*** Opening of Extracted data ***
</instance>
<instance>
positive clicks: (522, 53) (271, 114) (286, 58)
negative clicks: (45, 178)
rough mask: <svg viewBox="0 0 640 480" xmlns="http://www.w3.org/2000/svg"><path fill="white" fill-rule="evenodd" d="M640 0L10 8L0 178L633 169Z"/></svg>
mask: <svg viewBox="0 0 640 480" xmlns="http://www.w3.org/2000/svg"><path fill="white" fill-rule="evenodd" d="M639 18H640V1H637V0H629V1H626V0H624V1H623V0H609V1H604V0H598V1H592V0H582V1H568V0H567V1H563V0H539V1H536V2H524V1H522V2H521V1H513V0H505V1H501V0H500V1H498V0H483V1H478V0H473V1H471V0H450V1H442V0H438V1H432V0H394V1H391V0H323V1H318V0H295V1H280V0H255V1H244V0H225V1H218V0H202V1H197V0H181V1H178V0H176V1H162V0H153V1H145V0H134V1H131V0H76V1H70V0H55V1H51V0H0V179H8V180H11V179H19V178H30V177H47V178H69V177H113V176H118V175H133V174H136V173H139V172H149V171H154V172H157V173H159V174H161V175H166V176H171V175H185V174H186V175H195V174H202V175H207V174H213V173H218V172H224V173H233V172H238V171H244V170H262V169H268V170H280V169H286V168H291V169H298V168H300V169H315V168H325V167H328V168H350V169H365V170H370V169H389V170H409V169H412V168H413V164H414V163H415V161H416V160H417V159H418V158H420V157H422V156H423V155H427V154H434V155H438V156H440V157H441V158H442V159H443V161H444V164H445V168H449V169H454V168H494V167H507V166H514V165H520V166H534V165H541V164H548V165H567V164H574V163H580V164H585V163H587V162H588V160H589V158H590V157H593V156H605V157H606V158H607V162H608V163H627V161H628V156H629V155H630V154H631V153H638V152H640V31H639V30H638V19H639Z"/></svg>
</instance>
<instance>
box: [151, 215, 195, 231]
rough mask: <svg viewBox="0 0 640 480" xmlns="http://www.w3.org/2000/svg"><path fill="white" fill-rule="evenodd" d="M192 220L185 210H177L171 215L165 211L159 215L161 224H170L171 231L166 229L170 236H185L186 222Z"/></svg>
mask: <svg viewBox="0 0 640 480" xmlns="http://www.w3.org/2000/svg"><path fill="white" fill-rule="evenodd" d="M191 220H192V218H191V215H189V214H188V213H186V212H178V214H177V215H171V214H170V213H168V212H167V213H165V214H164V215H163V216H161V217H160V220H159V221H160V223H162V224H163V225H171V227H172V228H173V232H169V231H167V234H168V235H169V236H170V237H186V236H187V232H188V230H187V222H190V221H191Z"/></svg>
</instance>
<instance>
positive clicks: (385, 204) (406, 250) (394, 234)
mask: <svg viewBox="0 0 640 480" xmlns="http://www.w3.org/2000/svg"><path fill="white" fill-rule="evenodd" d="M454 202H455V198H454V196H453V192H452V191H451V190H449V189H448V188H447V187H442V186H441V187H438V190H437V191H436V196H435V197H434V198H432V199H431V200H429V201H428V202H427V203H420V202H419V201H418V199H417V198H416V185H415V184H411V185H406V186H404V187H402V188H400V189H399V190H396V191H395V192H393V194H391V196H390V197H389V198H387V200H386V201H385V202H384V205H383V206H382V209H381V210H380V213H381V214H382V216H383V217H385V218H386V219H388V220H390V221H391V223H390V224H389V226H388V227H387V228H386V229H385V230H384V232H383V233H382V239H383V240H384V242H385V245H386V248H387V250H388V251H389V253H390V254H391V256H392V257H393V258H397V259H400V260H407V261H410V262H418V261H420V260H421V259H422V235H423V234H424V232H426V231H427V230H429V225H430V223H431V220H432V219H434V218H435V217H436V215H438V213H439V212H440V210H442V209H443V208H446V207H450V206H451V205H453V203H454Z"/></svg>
*** Close of Extracted data ***
The problem: Starting with the first entry and ending with the last, give all of them again unchanged.

Solution for this task:
</instance>
<instance>
positive clicks: (522, 53) (271, 114) (286, 58)
negative clicks: (45, 178)
rough mask: <svg viewBox="0 0 640 480" xmlns="http://www.w3.org/2000/svg"><path fill="white" fill-rule="evenodd" d="M640 0L10 8L0 178L633 169Z"/></svg>
mask: <svg viewBox="0 0 640 480" xmlns="http://www.w3.org/2000/svg"><path fill="white" fill-rule="evenodd" d="M639 18H640V1H637V0H629V1H626V0H624V1H623V0H609V1H604V0H598V1H592V0H582V1H568V0H567V1H563V0H539V1H536V2H524V1H522V2H521V1H513V0H505V1H501V0H500V1H498V0H483V1H478V0H473V1H471V0H450V1H442V0H438V1H432V0H394V1H391V0H323V1H318V0H295V1H280V0H255V1H244V0H225V1H218V0H202V1H197V0H181V1H178V0H176V1H162V0H153V1H145V0H134V1H131V0H76V1H70V0H55V1H51V0H0V179H8V180H11V179H19V178H30V177H47V178H69V177H113V176H118V175H133V174H136V173H139V172H149V171H154V172H157V173H159V174H161V175H166V176H171V175H185V174H186V175H195V174H202V175H207V174H213V173H218V172H224V173H233V172H238V171H244V170H262V169H268V170H280V169H286V168H291V169H298V168H300V169H315V168H325V167H328V168H350V169H365V170H370V169H389V170H409V169H412V168H413V164H414V163H415V161H416V160H417V159H418V158H420V157H422V156H423V155H427V154H434V155H438V156H440V157H441V158H442V159H443V161H444V164H445V168H449V169H454V168H494V167H507V166H514V165H520V166H534V165H541V164H548V165H567V164H574V163H580V164H585V163H587V162H588V160H589V158H590V157H593V156H605V157H606V158H607V162H608V163H627V161H628V156H629V155H630V154H631V153H638V152H640V31H639V30H638V19H639Z"/></svg>
</instance>
<instance>
box: [151, 215, 195, 231]
rough mask: <svg viewBox="0 0 640 480" xmlns="http://www.w3.org/2000/svg"><path fill="white" fill-rule="evenodd" d="M192 220L185 210H177L171 215L165 211L159 215L161 224H170L171 231L166 229L170 236H185L186 222Z"/></svg>
mask: <svg viewBox="0 0 640 480" xmlns="http://www.w3.org/2000/svg"><path fill="white" fill-rule="evenodd" d="M191 220H192V218H191V215H189V214H188V213H186V212H178V214H177V215H171V214H170V213H168V212H167V213H165V214H164V215H163V216H161V217H160V220H159V221H160V223H162V224H163V225H171V227H172V228H173V232H169V231H167V234H168V235H169V236H170V237H186V236H187V232H188V230H187V222H190V221H191Z"/></svg>
</instance>
<instance>
positive clicks: (385, 204) (406, 250) (394, 234)
mask: <svg viewBox="0 0 640 480" xmlns="http://www.w3.org/2000/svg"><path fill="white" fill-rule="evenodd" d="M454 202H455V198H454V196H453V192H452V191H451V190H449V189H448V188H447V187H442V186H441V187H438V190H437V191H436V196H435V197H434V198H432V199H431V200H429V201H428V202H427V203H420V202H419V201H418V199H417V198H416V185H415V184H411V185H406V186H404V187H402V188H400V189H399V190H396V191H395V192H393V194H391V196H390V197H389V198H387V200H386V201H385V202H384V205H383V206H382V209H381V210H380V213H381V214H382V216H383V217H385V218H386V219H388V220H390V221H391V223H390V224H389V226H388V227H387V228H386V229H385V230H384V232H383V233H382V239H383V240H384V242H385V245H386V248H387V250H388V251H389V253H390V254H391V256H392V257H393V258H397V259H400V260H407V261H410V262H418V261H420V260H421V259H422V235H423V234H424V232H426V231H427V230H429V225H430V223H431V220H432V219H434V218H435V217H436V215H438V213H439V212H440V210H442V209H443V208H446V207H450V206H451V205H453V203H454Z"/></svg>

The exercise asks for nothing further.